EXERCISES TO COMPLETE ▸
• a. In the excerpt about George Kuchar's weather videos, at which venue was the group show 'SF Tropical' held?
• b. Continue the excerpt about George Kuchar's weather videos from its final sentence.

The novelist Travis Jeppesen has said that ‘stylistically the work is neither home movie nor high art, but perhaps a little of both’. A kaleidoscopic collage of kitsch, a camp weather report, and moments of profundity all combine with canned muzak and cheesy special effects. With the idiosyncratic Kuchar eye he skillfully created a unique and bizarre elemental symphony. Unexpected beauty, incisive wit and general wackiness all fly in the face of the oncoming force of nature. If anyone could paint a poetic portrait of extreme weather, it was George.
George’s meteorological obsession stemmed from a love of Eric Sloane’s books, another artist interested in Americana and weather. Taking his passion beyond the confines of the Bronx and the page, George made it a reality; ‘it’s thrilling to look at nature from a distance’ he told me. He also exploited low fidelity to the extreme, and as a DIY master observed that, having had such a range of portable special effects on his computer, he may as well use them when editing in his motel room. His process was down to ‘what looks and feels right’, never over-thinking a creative decision, instead making them very much in and of the moment.
Last month I saw the most recent and final entry in his ‘Weather Diaries’ in ‘SF Tropical’, a quirky group show at Queens Nails Projects in San Francisco. A seamless carousel of clips wove together a cacophony of student-enacted flashbacks, peep holes, Oh Yeah! chocolate bars, Mexican food, Indian food, the weather channel, evacuations, his dog and the rain – all framed by George’s call to action: ‘The storm sirens are on.’ Local art school students participated in this particular diary video, making a film within a film, whilst George played both himself and what seemed to be a fictitious character. Like his films, George was playful and created an immediacy and vitality in his work. The students in the video clearly loved his irreverent humour, and took him out for meals. He liked Indian food and watching George devour a mango lassi in lurid detail was enough to make one rush out to the nearest Indian food truck.

DATA PROVIDED ▸
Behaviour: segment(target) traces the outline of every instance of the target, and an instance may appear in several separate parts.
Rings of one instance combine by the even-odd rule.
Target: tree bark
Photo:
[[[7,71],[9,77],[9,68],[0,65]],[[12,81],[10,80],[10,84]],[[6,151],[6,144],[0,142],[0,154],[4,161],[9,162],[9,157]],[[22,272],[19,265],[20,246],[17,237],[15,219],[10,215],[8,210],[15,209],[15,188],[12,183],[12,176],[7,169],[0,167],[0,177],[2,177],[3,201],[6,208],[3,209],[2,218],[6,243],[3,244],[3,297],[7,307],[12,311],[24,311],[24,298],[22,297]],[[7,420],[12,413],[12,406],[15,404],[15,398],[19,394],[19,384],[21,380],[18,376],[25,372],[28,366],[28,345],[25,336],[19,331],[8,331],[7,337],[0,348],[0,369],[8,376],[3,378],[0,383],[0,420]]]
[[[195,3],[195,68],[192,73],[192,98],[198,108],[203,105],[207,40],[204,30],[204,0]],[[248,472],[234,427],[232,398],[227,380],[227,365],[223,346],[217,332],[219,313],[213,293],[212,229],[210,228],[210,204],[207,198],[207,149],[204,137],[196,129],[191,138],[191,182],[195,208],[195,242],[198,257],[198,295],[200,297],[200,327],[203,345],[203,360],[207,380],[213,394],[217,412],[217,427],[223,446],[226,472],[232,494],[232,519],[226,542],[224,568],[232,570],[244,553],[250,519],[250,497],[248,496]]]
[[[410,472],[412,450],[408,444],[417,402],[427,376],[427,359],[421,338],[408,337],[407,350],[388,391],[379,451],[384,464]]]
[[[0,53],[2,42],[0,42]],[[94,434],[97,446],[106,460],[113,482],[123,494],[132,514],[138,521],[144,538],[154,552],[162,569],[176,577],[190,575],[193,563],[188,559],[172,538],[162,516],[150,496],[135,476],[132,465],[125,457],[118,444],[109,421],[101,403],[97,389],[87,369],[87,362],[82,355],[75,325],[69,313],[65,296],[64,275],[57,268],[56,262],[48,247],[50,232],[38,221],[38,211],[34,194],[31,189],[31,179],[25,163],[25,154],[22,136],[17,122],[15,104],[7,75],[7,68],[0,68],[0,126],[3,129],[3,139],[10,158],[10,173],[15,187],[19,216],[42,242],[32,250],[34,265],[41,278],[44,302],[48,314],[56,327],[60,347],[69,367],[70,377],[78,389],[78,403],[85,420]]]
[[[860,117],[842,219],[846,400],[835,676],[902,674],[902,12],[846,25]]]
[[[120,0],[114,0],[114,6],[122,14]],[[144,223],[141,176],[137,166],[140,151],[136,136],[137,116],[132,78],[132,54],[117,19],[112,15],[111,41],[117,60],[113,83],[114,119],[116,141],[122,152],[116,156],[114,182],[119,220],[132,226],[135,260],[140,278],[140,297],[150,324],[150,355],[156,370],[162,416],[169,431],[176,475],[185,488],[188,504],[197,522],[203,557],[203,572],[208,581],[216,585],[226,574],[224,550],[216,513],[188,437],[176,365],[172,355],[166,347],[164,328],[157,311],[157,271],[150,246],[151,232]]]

OUTPUTS FOR THE TASKS ▸
• a. Queens Nails Projects in San Francisco.

• b.
The poetry and intimacy at the heart of the work illuminated George’s wonderful spirit: the rain falling on the air conditioner, the filmmaker talking about the storm moving in and ‘the storms in my life’ in his refreshingly frank manner. His diaries ‘start with people and end with people’.
George had recently given up teaching due to his ill health and had hoped to have some time to work on his paintings, which he always introduced one way or another in the ‘Weather Diaries’, creating another relationship between himself, the videos and the people who populate them. George leaves behind a truly inspirational legacy and a heartfelt loss to his many fans.
An exhibition of George Kuchar’s work at the San Francisco Art Institute’s Walter and McBean Galleries is planned for spring 2012.